◆ EXTRACTED TEXT

◆ ◆ ◆ ◆ ◆

Post → Comments: 1-to-N, can be many. REFERENCE. Embed only the latest 5 comments into the post document for the inline render (A4 hot path); fetch the rest on demand.
User → Follows: N-to-N, can be huge (millions of followers for celebrities). REFERENCE. Two-way indexed.

Step 4 — write model vs read model for the home feed (A1)

Write model: Post stored once in Postgres, partitioned by user_id.
Read model: home feed served from a per-user "inbox" KV store (Redis or DynamoDB). On each new post by a user with < 1M followers, fan out the post_id into each follower's inbox. For celebrities (>1M followers), do not fan out — instead, do a pull-on-read merge of the celebrity's posts with the inbox. This is the hybrid Twitter timeline pattern.
Consistency: home feed is eventually consistent (within seconds of post). Acceptable trade-off for the latency budget.

Step 5 — soft deletes and audit

Posts: soft delete (deleted_at column) for 30 days, then hard delete. Deleted posts are excluded from feeds via a filter.
Likes / follows: hard delete. No audit need.
User account deletion: soft delete with 14-day grace period (GDPR-compliant), then hard delete cascading to posts.

Step 6 — index sanity check

User: PK user_id, unique index on username, no others (avoid bloat).
Post: PK post_id, index (user_id, created_at DESC) for A2.
Like: PK (user_id, post_id), index (post_id) for "who liked this post".
Comment: PK comment_id, index (post_id, created_at DESC) for A4.
Follow: PK (follower_id, followee_id), index (followee_id) for "who follows this user".

Total indexes: 9. Each tied to an access pattern. No speculative indexes.

◆ ◆ ◆ ◆ ◆

Point annotation data
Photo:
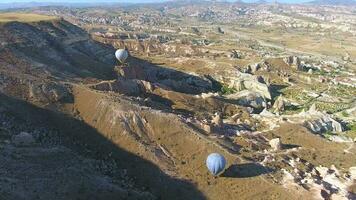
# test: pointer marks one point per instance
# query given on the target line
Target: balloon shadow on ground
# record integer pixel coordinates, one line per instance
(89, 143)
(246, 170)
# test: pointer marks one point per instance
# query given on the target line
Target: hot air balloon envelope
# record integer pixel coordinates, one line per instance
(121, 55)
(215, 163)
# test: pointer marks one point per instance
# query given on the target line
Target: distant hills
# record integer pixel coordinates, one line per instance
(333, 2)
(79, 3)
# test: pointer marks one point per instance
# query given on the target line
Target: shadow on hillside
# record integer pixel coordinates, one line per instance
(246, 170)
(172, 79)
(276, 90)
(81, 137)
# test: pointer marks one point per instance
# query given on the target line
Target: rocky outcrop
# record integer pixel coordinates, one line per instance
(295, 62)
(320, 122)
(280, 104)
(176, 80)
(275, 144)
(248, 98)
(50, 92)
(23, 139)
(249, 82)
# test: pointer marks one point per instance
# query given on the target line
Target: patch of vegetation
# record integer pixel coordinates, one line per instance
(225, 90)
(328, 134)
(351, 127)
(345, 114)
(330, 107)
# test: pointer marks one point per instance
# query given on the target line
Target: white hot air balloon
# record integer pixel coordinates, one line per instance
(121, 55)
(215, 163)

◆ ◆ ◆ ◆ ◆

◆ COMPLETE THE FOLLOWING
**a)** Pick out each line of the records that contains the word "balloon".
**b)** Write the next part of the social app database design notes, starting after their final line.

◆ SOLVED TASKS
**a)**
Target: balloon shadow on ground
Target: hot air balloon envelope
Target: white hot air balloon

**b)**
That is a complete data model in three minutes that holds up to "now what about celebrities" and "now what about the like counter spam".

Good vs bad answer

Interviewer probe

“Design the data model for a Q&A site (users, questions, answers, votes).”

Weak answer

"I'd use Postgres. Users table with id, email. Questions table with id, user_id, title, body. Answers table with id, question_id, user_id, body. Votes table with id, user_id, target_id, value."

Strong answer

"Top access patterns are (1) render a question page — question + its answers + vote counts, (2) render a user profile — their questions and answers, (3) voting — write-heavy and idempotent per (user, target).

Entities: User (surrogate id, natural email), Question (surrogate id, FK user, indexed by (user_id, created_at) for the profile, (tag, score DESC) for "top by tag"), Answer (FK question, FK user, indexed (question_id, score DESC)), Vote (composite PK (user_id, target_type, target_id), value ±1 — idempotent on PK conflict).

Denormalised score on Question and Answer, updated async from a vote pipeline — the render path cannot afford COUNT-on-read at 10k QPS. I would start in Postgres for everything and move votes to a separate KV store (Redis or DynamoDB) only if vote QPS exceeds 5k/s sustained. Soft delete on questions and answers (30-day grace), hard delete on votes."

Why it wins: Access patterns named first and tied to indexes. Primary keys justified (composite PK on Vote gives idempotency for free). Denormalisation of score is explicit, defended on a concrete read-path latency argument, and has an async update path. Starts simple (one store) with a clear migration trigger. Soft/hard delete addressed.

Interview playbook5–8 min, immediately after API design

When it comes up

Right after API design, when interviewer says "what does your data look like"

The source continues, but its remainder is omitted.